> À réaliser:
Recopiez à l'identique, dans le texte sur la RSE, tout ce qui va de « Ce risque disproportionné » jusqu'à « de nouvelles offres. ».

> Extrait fourni:
•••
La RSE pourrait être l’outil de la réconciliation entre l’entreprise et la Société, si les partenaires sociaux en faisaient enfin un sujet du dialogue social. La CFDT pourrait être de moins en moins isolée si les directions d’entreprise comprenaientt que les accords cadres RSE constituent des leviers de sortie de crise intéressants. Les medias ne lâcheront pas la pression et toute faute deviendra de plus en plus une culpabilité planétaire.

Ce risque disproportionné incitera les présidents d’entreprise réticents à jouer le jeu, dès lors que la question du climat et que le principe de précaution passent derrière l’enjeu d’emploi et de partenariat local, où ils voient mieux le gain à partager à court terme. Cette mutation culturelle devrait caractériser les deux années qui viennent, au fur et à mesure qu’on découvrira en entreprise que le reporting RSE n’est pas si compliqué, qu’il peut servir et qu’il ouvre un nouvel horizon à l’analyse de la valeur économique. Mesurer est moins pénible quand on comprend pourquoi le faire et quand tout le monde le fait ! Et quand on en tire des plans d’action pour réduire ses coûts et se positionner sur de nouvelles offres.
•••
> Extraits des lignes:
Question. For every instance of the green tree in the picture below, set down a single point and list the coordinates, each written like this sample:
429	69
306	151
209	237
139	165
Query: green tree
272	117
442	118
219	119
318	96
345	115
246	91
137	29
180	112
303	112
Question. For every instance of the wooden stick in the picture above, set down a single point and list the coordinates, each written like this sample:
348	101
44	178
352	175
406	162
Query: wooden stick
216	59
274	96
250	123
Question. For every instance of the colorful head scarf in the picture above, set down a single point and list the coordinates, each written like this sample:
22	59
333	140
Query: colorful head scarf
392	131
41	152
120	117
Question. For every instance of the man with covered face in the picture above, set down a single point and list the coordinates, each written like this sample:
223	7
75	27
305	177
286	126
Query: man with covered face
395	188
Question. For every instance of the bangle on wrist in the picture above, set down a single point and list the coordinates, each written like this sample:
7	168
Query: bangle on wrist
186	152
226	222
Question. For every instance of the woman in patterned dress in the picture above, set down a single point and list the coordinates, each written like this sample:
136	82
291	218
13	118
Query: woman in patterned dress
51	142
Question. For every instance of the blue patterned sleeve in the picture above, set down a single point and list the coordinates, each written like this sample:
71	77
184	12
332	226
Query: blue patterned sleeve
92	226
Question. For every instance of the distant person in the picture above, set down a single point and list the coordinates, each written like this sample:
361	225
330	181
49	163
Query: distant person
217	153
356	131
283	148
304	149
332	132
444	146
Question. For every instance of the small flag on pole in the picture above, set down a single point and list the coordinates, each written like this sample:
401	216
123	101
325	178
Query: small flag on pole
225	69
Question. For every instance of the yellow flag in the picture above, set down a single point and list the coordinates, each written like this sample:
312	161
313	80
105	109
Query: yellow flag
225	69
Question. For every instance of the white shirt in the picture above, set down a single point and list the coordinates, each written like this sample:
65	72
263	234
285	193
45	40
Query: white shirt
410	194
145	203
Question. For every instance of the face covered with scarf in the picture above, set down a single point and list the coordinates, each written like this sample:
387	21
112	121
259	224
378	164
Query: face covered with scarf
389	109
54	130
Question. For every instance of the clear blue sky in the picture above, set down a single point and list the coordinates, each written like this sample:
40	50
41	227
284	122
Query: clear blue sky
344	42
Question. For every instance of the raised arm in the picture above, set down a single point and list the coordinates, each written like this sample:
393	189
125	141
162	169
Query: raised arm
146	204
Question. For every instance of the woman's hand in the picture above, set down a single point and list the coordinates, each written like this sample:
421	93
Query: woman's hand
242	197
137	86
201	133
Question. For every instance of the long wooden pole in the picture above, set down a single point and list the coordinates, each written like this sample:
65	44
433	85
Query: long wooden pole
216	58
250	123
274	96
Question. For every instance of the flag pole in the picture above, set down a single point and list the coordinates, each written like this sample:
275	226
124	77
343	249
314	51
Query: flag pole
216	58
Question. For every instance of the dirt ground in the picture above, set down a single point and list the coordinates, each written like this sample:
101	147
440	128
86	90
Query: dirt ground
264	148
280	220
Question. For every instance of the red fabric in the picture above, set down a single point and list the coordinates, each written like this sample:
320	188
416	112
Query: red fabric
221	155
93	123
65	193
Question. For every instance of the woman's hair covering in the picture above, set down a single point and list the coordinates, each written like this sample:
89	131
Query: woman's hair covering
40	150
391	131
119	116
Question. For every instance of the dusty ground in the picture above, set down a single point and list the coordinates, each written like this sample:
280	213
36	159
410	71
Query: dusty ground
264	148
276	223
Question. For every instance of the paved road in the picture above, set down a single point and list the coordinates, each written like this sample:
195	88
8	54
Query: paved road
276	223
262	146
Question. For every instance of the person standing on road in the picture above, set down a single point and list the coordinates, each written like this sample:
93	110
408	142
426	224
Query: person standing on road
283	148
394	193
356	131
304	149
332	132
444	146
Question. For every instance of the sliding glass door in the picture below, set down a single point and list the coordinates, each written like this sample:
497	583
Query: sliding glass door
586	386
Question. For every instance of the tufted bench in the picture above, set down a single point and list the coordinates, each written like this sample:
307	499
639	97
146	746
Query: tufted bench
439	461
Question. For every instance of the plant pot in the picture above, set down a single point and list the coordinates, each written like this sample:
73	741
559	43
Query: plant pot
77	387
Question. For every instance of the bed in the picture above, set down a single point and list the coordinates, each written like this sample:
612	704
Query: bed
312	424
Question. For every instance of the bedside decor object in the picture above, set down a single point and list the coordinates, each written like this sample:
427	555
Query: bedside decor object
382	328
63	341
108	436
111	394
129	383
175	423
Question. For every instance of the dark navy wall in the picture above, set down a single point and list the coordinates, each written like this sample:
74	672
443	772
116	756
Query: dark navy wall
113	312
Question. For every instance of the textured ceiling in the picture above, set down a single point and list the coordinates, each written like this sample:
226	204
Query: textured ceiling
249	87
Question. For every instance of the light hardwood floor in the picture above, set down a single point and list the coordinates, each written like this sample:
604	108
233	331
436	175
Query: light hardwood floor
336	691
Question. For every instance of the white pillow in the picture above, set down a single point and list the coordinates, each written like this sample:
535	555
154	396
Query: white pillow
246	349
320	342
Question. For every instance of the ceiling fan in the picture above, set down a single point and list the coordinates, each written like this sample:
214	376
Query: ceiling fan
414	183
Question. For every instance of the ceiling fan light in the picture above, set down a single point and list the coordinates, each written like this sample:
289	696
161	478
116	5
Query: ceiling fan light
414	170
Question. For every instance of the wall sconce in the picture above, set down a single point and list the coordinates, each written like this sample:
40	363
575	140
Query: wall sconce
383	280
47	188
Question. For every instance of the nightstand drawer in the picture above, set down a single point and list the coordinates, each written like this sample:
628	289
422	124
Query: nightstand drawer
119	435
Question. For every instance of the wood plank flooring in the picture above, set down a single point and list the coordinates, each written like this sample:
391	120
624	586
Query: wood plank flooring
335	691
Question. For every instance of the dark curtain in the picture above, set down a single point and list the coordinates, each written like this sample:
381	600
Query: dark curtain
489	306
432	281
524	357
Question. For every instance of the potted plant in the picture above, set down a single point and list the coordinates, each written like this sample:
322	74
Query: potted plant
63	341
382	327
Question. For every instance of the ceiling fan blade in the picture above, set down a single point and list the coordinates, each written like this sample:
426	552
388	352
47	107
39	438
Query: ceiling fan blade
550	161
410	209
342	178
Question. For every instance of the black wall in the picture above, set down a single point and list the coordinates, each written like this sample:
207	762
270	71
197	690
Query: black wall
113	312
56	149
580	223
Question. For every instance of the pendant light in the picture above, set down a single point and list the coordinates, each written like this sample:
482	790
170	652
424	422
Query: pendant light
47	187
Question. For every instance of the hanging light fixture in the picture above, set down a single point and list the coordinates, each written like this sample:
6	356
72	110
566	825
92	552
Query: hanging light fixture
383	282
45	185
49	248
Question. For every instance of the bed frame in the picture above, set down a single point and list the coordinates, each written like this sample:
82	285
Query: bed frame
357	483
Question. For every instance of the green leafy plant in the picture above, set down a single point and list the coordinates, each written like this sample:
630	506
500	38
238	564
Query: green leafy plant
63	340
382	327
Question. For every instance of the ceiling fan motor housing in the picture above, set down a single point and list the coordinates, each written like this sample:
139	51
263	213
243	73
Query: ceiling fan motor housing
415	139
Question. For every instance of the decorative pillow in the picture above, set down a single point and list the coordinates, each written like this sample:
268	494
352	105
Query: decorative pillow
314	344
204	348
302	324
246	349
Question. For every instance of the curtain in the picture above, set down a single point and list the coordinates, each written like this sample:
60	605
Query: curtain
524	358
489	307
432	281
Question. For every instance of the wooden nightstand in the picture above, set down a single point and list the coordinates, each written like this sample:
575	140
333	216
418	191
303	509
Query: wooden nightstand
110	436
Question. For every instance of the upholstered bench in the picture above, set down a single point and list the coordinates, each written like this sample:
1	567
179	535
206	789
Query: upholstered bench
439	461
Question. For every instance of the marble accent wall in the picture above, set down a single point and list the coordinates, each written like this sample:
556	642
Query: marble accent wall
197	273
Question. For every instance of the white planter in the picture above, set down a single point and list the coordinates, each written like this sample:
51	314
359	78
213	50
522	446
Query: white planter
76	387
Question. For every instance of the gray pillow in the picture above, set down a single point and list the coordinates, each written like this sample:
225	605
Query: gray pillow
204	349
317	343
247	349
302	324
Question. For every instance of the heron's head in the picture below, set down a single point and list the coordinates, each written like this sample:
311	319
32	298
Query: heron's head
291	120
•••
> Résultat attendu:
Ce risque disproportionné incitera les présidents d’entreprise réticents à jouer le jeu, dès lors que la question du climat et que le principe de précaution passent derrière l’enjeu d’emploi et de partenariat local, où ils voient mieux le gain à partager à court terme. Cette mutation culturelle devrait caractériser les deux années qui viennent, au fur et à mesure qu’on découvrira en entreprise que le reporting RSE n’est pas si compliqué, qu’il peut servir et qu’il ouvre un nouvel horizon à l’analyse de la valeur économique. Mesurer est moins pénible quand on comprend pourquoi le faire et quand tout le monde le fait ! Et quand on en tire des plans d’action pour réduire ses coûts et se positionner sur de nouvelles offres.